[Some records]

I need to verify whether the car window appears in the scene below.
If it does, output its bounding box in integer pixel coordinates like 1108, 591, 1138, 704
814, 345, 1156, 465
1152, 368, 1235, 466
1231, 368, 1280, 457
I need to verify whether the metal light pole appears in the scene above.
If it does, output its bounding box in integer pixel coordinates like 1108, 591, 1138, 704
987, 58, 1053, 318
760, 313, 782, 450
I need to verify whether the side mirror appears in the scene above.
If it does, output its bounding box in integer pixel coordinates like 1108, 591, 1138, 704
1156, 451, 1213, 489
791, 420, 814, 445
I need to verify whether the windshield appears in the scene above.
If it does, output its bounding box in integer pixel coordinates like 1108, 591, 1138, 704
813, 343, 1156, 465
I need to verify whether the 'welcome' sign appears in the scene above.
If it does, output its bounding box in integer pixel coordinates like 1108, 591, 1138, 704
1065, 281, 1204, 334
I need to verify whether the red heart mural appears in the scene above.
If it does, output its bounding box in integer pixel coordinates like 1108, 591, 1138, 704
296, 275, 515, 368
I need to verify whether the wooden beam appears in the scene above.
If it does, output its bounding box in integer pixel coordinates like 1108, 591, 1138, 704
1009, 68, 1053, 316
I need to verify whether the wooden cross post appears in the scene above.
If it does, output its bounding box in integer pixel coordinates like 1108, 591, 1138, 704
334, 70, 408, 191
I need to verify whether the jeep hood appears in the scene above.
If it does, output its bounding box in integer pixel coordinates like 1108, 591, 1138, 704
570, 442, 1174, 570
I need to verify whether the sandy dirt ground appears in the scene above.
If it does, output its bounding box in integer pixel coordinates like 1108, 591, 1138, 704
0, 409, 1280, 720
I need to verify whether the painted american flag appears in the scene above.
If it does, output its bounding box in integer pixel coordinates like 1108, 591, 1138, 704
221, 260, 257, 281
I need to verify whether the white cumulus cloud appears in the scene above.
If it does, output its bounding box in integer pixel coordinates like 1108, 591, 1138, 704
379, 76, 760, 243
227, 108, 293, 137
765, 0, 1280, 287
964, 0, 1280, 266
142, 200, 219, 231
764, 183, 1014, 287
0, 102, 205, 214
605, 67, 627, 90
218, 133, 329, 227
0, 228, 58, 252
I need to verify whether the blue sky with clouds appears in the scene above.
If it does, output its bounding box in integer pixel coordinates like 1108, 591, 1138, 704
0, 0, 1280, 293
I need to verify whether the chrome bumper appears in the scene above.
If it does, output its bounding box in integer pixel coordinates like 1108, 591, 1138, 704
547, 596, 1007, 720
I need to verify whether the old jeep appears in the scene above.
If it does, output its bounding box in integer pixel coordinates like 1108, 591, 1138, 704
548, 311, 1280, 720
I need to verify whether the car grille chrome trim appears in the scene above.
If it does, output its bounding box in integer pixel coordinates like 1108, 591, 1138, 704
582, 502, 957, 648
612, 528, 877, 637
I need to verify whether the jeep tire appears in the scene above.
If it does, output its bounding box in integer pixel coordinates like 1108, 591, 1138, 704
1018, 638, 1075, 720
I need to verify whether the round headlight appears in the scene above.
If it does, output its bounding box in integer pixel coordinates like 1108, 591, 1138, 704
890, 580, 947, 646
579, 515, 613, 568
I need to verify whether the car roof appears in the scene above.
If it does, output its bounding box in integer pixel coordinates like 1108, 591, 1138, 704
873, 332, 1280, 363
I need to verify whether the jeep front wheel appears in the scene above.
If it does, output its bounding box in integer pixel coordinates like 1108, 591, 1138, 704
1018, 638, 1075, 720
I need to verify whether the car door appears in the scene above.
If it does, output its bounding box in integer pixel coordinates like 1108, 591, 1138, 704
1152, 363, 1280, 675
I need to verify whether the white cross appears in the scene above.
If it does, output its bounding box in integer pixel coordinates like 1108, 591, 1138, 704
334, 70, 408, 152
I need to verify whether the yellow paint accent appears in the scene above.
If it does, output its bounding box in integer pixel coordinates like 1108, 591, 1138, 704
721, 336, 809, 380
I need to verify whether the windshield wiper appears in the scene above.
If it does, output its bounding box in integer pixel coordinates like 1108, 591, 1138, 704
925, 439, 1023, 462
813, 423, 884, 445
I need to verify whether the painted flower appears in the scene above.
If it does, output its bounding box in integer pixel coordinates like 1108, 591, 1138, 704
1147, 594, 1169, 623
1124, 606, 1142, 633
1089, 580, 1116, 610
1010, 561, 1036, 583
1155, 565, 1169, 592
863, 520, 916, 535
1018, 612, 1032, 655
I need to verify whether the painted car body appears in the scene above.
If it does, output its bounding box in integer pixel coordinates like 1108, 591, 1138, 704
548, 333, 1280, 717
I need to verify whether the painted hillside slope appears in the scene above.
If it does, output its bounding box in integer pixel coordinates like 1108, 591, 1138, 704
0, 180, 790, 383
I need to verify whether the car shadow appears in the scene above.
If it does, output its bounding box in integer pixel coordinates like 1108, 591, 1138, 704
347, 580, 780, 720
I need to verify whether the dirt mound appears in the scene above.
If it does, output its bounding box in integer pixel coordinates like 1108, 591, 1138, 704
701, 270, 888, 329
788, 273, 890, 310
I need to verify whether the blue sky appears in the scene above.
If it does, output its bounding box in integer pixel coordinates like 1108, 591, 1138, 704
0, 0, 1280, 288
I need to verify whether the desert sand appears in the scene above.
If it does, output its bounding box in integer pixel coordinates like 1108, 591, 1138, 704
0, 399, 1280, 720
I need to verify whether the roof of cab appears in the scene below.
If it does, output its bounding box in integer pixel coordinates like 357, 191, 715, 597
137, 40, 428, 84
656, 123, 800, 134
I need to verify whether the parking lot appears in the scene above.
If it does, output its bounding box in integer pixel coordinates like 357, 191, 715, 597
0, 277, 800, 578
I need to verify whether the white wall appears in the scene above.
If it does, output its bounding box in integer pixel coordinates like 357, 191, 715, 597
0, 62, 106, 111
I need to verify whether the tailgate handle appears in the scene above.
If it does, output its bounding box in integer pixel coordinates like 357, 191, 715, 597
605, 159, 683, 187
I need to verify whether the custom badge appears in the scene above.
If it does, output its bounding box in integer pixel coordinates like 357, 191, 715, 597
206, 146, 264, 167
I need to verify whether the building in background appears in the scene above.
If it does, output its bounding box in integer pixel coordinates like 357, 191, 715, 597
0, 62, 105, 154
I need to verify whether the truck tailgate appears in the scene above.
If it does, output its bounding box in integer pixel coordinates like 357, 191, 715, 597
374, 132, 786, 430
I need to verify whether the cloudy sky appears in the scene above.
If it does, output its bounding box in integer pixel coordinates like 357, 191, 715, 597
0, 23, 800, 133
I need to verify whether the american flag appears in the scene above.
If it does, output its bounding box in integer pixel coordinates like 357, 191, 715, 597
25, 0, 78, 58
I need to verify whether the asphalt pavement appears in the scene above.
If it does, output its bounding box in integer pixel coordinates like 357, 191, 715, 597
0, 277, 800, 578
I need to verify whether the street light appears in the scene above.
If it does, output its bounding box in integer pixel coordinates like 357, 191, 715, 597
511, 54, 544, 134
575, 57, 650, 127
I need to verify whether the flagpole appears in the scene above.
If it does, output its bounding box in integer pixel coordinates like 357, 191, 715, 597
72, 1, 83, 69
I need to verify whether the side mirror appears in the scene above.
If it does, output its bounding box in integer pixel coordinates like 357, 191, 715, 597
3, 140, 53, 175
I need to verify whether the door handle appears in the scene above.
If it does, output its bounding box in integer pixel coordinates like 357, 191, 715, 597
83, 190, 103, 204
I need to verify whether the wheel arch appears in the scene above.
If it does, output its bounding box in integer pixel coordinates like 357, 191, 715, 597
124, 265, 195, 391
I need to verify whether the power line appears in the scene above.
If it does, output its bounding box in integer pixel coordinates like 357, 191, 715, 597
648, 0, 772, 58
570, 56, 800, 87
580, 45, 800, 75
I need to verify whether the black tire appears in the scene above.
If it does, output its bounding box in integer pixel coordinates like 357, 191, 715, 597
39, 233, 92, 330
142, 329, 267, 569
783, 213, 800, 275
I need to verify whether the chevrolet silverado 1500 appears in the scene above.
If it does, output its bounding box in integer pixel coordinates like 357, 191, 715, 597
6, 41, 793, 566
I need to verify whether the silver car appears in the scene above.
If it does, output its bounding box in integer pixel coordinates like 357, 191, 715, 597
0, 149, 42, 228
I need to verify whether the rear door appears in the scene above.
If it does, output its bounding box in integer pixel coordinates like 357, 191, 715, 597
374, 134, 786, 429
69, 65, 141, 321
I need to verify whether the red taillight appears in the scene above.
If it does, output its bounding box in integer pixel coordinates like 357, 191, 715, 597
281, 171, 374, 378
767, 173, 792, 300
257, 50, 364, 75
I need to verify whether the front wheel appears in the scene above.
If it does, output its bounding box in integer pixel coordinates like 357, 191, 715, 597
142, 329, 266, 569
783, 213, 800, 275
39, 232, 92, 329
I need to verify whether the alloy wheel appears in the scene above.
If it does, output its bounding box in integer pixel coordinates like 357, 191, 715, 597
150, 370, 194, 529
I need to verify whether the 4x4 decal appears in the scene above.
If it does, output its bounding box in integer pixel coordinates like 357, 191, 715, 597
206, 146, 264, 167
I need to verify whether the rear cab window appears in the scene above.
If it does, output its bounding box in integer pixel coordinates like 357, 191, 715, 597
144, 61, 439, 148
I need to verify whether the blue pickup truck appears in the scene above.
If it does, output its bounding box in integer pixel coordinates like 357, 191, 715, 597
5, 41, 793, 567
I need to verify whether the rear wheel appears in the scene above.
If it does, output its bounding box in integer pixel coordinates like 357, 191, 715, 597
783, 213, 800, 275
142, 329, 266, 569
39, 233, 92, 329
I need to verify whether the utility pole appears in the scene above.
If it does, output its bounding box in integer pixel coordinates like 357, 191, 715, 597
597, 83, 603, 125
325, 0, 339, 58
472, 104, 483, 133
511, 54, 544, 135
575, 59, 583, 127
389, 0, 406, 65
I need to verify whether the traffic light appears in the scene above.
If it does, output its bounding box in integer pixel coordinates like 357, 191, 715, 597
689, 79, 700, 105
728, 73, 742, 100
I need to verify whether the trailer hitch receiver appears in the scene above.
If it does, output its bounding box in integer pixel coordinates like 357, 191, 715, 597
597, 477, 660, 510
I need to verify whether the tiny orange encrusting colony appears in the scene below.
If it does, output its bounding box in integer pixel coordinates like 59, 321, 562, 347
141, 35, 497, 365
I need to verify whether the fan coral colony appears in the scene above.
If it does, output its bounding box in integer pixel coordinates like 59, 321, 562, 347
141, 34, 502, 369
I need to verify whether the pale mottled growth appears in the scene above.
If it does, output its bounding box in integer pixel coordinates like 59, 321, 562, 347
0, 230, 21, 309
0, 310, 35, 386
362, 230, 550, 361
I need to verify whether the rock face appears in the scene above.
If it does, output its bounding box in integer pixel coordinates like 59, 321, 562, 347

**Problem statement**
Render the records, from the very first line through the line containing "296, 275, 515, 368" (including that line), as a Markdown table with two columns: Number for the row number and Entry for the line itself. Leave out any blank lines.

**Solved exercise**
| Number | Entry |
|---|---|
| 1 | I need to verify whether the car window appears in the scene below. |
| 2 | If it does, output its bounding box in integer pixel coordinates like 1108, 591, 1138, 704 |
| 3 | 814, 345, 1156, 465 |
| 4 | 1152, 368, 1235, 466 |
| 5 | 1231, 368, 1280, 457 |
| 6 | I need to verify whether the metal light pole appears in the scene above. |
| 7 | If it does, output its bounding box in integer pixel coordinates like 1108, 591, 1138, 704 |
| 8 | 987, 58, 1053, 318 |
| 9 | 760, 313, 782, 450 |
| 10 | I need to verify whether the side mirror appears in the scene above. |
| 11 | If it does, output its bounding box in integer pixel coordinates like 1108, 591, 1138, 704 |
| 12 | 1156, 451, 1213, 489 |
| 13 | 791, 420, 814, 445 |
| 14 | I need to verify whether the windshield appears in the scene above. |
| 15 | If it does, output its bounding box in integer pixel coordinates like 1108, 591, 1138, 704 |
| 16 | 813, 343, 1156, 465 |
| 17 | I need to verify whether the 'welcome' sign appears in the scene above. |
| 18 | If it does, output its bounding box in integer pixel coordinates like 1108, 591, 1138, 704 |
| 19 | 1065, 281, 1204, 334 |
| 20 | I need to verify whether the red heart mural appears in the scene above. |
| 21 | If it does, output its bounding box in integer pixel coordinates like 1108, 591, 1138, 704 |
| 22 | 296, 275, 515, 368 |